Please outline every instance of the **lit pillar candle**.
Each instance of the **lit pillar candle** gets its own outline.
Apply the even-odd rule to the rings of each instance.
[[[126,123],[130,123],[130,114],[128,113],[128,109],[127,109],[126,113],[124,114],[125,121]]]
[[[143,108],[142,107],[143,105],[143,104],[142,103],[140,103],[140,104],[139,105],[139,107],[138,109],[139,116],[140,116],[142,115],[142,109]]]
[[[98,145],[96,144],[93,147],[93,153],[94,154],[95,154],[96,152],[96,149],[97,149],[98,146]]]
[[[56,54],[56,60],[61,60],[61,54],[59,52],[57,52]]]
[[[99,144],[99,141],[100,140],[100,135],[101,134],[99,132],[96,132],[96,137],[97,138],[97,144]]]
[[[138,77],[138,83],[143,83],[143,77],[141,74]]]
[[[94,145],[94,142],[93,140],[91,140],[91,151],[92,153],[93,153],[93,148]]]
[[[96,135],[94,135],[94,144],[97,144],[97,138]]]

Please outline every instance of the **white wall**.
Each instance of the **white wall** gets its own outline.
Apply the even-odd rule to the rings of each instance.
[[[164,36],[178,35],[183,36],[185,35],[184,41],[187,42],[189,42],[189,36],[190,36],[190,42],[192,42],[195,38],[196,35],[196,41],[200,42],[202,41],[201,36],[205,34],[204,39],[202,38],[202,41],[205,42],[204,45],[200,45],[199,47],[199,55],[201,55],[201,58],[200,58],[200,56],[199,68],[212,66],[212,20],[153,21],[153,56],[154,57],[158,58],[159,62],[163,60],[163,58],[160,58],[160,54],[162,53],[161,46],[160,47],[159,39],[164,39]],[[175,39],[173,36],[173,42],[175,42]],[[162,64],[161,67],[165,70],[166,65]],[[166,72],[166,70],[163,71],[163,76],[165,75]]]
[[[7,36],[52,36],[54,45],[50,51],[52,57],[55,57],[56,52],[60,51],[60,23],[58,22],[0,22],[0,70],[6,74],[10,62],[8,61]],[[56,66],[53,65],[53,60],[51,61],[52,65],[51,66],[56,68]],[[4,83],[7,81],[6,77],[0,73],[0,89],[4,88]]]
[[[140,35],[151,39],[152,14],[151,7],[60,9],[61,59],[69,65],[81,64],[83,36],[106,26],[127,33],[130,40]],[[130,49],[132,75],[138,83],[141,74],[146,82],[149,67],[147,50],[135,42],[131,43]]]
____
### TASK STATEMENT
Can you repeat the records word for word, starting with their first line and going on through the line that contains "[[[138,77],[138,83],[143,83],[143,77],[141,74]]]", including that line?

### WRITTEN ANSWER
Please outline every instance of the **lit pillar candle**.
Each instance of the **lit pillar candle** gets its own outline.
Apply the even-odd rule to the rings of each instance.
[[[126,123],[130,123],[130,114],[128,113],[128,109],[127,109],[126,113],[124,114],[125,121]]]
[[[143,108],[142,107],[143,105],[143,104],[142,103],[140,103],[140,104],[139,105],[139,107],[138,109],[139,116],[140,116],[142,115],[142,109]]]
[[[98,145],[96,144],[93,147],[93,153],[94,154],[95,154],[96,152],[96,149],[97,149],[98,146]]]
[[[56,54],[56,60],[61,60],[61,54],[59,52],[57,52]]]
[[[99,144],[99,141],[100,140],[100,135],[101,134],[99,132],[96,132],[96,137],[97,138],[97,144]]]
[[[138,77],[138,83],[143,83],[143,77],[141,74]]]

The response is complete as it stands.